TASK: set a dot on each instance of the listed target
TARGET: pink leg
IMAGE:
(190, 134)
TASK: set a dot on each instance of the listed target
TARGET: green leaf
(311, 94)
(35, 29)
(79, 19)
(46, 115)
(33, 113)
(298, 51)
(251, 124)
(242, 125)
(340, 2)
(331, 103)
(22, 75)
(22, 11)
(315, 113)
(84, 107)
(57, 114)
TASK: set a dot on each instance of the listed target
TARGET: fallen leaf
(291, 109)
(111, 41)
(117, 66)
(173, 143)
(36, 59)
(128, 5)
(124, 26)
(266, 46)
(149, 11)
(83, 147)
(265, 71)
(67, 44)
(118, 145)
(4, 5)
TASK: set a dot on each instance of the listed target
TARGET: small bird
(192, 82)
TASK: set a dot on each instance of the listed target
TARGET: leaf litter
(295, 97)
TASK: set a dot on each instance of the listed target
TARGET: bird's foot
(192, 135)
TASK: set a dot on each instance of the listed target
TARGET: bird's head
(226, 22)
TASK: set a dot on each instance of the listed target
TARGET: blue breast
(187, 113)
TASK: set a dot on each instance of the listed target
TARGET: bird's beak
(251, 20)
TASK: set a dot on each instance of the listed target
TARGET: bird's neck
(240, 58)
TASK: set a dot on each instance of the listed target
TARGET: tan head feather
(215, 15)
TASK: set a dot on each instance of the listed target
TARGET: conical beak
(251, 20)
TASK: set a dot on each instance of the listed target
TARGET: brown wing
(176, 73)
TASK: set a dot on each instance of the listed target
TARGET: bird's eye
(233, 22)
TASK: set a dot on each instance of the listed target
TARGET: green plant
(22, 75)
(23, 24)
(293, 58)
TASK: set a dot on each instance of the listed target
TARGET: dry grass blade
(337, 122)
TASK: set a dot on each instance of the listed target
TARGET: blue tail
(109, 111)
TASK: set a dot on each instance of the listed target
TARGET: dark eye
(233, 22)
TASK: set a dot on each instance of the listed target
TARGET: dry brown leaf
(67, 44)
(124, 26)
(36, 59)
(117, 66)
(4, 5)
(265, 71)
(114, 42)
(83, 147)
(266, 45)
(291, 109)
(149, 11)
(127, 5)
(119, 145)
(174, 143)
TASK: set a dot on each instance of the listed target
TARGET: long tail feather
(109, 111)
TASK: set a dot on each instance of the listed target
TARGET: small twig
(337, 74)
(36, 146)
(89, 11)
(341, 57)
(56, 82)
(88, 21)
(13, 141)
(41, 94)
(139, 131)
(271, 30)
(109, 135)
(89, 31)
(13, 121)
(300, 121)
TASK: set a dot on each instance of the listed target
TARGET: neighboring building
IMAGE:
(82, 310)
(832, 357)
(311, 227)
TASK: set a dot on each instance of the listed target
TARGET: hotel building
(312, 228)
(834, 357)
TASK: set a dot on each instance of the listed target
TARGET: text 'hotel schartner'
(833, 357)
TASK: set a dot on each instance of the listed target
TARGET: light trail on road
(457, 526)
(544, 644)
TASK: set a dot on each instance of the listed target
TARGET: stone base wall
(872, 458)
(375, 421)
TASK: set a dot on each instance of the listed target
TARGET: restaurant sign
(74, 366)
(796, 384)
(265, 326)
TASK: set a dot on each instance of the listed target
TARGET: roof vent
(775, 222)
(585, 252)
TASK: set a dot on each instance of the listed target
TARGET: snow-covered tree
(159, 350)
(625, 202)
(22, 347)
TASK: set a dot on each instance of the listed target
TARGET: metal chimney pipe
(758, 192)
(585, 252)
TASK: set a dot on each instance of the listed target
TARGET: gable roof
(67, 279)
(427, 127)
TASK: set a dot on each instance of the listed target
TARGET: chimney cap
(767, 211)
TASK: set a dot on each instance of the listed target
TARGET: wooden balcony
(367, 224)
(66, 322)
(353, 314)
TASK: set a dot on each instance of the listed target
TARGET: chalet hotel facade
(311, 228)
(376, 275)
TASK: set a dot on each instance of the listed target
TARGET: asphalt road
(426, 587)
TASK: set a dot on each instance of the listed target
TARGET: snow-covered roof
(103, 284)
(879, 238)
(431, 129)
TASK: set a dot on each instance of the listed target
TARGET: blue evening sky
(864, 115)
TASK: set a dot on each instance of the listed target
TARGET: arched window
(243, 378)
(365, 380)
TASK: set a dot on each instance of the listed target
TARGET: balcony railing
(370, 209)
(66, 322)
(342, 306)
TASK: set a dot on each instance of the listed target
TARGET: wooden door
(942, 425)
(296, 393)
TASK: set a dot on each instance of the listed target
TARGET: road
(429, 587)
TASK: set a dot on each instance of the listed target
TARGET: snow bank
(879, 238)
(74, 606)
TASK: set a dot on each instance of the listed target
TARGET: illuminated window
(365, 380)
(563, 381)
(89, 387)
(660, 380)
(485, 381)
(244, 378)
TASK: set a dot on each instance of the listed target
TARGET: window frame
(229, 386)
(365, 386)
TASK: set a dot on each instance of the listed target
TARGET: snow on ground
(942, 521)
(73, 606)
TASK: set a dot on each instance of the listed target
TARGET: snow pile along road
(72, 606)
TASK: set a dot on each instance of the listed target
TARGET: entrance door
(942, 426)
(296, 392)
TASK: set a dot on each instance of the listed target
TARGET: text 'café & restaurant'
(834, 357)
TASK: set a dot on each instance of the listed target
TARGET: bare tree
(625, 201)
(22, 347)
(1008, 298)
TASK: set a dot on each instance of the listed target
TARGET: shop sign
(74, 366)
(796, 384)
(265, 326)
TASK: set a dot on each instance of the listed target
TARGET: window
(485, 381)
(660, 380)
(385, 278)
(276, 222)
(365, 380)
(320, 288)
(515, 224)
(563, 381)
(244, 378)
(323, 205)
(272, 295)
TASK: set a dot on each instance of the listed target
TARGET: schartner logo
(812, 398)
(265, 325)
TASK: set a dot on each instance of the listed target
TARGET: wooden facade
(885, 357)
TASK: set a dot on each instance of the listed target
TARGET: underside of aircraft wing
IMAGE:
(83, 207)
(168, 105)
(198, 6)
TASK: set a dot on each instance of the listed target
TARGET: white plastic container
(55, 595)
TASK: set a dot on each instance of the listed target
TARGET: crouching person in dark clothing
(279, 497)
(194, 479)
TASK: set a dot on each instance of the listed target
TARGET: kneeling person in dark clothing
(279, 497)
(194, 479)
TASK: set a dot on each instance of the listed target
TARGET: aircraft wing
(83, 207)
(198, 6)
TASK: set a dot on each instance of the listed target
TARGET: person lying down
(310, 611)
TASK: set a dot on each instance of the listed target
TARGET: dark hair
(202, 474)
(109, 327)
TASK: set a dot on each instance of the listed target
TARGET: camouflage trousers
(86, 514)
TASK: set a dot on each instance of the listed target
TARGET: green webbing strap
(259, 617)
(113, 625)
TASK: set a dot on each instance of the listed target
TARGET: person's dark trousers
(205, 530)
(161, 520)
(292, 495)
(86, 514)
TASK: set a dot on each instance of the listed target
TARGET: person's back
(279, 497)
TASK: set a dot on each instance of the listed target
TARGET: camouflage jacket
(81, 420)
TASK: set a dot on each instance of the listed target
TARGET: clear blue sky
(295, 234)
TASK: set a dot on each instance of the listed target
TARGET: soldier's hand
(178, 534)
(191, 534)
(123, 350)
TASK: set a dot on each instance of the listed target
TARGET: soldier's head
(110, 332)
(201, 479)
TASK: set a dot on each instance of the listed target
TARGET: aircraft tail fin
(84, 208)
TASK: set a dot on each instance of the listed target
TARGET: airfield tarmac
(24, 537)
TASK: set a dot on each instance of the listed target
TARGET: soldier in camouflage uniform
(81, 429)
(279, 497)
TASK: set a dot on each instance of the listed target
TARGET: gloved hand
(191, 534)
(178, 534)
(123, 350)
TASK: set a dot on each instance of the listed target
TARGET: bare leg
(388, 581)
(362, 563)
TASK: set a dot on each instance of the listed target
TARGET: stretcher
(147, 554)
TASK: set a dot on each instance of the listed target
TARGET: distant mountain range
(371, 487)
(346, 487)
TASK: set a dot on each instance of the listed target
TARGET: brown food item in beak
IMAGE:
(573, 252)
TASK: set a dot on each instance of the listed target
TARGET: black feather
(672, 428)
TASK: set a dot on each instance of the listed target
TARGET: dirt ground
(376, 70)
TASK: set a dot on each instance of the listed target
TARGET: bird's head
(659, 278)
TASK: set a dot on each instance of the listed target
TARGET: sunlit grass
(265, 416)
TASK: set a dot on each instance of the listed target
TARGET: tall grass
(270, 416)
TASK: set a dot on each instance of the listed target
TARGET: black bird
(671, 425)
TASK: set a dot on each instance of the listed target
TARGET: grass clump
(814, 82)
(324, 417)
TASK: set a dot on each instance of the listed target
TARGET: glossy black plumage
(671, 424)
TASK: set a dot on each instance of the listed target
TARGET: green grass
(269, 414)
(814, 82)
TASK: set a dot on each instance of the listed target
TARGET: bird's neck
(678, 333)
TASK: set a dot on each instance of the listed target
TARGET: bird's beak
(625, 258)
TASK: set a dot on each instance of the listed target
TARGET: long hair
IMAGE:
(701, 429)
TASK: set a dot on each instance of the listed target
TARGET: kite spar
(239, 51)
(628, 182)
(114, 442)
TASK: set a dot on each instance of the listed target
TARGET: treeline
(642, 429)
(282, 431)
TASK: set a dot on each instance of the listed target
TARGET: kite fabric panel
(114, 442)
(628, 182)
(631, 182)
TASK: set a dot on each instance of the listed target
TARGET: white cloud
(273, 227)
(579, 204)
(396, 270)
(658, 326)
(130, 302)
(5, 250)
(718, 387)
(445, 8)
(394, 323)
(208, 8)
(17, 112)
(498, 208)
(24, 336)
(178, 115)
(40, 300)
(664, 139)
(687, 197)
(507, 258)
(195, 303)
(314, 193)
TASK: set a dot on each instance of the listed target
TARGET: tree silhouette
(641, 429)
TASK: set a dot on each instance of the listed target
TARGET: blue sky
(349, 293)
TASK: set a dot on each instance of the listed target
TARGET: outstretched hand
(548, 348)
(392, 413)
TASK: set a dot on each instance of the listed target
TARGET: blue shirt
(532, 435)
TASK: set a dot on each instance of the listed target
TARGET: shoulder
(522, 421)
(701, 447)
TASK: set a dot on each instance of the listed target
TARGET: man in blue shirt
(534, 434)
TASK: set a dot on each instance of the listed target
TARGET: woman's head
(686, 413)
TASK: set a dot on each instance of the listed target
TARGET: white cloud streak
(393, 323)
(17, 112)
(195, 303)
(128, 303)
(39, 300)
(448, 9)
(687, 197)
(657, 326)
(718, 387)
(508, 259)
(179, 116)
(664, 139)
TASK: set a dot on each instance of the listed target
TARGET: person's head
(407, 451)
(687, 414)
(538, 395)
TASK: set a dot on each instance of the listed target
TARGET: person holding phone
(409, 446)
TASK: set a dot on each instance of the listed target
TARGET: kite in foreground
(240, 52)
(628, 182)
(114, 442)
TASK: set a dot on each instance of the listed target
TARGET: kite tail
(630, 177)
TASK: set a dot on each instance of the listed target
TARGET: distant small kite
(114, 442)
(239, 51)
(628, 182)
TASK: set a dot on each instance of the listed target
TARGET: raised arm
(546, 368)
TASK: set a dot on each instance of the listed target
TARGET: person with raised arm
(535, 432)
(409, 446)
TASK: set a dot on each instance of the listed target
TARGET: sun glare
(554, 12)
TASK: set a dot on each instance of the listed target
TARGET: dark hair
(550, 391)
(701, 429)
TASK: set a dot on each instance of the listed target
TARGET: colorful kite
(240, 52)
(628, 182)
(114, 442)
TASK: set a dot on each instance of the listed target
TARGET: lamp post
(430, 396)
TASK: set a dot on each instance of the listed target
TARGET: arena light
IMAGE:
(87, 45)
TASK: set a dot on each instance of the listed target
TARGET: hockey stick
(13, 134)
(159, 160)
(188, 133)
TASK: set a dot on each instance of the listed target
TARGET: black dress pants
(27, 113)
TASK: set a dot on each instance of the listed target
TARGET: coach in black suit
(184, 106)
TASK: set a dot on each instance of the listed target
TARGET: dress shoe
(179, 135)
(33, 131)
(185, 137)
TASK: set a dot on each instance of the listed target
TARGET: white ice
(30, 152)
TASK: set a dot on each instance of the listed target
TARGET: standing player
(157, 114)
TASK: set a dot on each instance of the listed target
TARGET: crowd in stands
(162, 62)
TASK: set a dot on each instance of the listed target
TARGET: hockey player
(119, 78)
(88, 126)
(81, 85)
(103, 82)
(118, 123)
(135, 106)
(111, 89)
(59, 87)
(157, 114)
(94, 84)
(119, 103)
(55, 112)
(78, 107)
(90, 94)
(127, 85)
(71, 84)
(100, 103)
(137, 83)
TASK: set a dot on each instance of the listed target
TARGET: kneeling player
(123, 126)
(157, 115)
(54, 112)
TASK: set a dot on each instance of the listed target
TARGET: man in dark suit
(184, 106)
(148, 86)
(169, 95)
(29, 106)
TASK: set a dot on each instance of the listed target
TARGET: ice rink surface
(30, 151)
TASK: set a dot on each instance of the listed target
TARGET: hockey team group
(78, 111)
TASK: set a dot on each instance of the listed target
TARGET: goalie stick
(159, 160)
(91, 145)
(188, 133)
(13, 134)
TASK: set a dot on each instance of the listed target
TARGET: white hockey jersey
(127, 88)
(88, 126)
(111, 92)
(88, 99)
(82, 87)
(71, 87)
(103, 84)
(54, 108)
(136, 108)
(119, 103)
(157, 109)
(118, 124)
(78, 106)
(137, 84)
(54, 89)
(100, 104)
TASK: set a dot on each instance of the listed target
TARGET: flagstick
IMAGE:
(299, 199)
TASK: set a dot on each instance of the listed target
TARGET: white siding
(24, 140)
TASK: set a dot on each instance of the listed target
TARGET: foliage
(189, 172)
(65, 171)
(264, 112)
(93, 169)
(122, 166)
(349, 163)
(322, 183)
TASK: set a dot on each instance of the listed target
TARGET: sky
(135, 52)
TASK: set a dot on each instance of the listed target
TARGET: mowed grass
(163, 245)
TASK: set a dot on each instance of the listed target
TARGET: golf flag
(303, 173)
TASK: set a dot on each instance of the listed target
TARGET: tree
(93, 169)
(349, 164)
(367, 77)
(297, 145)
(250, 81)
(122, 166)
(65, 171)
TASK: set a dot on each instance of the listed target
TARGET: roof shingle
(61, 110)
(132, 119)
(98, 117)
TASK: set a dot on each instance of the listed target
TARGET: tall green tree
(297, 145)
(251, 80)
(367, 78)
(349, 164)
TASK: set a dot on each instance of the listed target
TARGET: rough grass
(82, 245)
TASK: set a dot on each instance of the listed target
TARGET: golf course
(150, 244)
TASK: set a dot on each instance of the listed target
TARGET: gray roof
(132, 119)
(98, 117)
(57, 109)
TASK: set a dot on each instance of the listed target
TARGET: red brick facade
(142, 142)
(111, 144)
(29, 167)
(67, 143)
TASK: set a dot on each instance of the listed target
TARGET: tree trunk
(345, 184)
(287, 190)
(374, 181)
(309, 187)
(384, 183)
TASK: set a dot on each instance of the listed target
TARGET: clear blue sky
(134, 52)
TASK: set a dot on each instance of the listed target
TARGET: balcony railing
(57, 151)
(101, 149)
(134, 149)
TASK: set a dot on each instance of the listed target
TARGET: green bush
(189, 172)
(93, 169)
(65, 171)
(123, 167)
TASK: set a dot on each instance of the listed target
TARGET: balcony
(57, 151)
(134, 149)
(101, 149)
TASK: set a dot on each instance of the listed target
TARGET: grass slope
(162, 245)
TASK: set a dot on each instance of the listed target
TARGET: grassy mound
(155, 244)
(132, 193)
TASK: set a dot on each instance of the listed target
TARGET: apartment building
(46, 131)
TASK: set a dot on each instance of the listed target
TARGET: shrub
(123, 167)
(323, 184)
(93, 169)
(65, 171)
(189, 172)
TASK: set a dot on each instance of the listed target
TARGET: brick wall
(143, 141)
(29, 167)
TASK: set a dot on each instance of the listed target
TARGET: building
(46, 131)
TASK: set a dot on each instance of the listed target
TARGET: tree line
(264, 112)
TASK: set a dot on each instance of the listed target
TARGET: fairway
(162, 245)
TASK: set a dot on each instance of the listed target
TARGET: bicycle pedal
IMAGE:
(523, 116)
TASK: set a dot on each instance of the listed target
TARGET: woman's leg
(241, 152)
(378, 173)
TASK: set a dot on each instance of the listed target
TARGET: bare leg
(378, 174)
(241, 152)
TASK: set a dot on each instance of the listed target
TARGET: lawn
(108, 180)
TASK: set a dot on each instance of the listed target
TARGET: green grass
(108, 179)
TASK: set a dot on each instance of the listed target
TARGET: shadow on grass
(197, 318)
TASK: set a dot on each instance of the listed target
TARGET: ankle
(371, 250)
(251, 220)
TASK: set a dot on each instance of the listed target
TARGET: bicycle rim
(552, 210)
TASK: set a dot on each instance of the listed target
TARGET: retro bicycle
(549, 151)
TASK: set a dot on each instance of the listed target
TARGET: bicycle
· · · ·
Return each line of the data above that contains the string "green". Case counts.

TARGET: green leaf
TARGET: green plant
TARGET: green webbing strap
TARGET: green grass
TARGET: tall green tree
TARGET: green bush
TARGET: green grass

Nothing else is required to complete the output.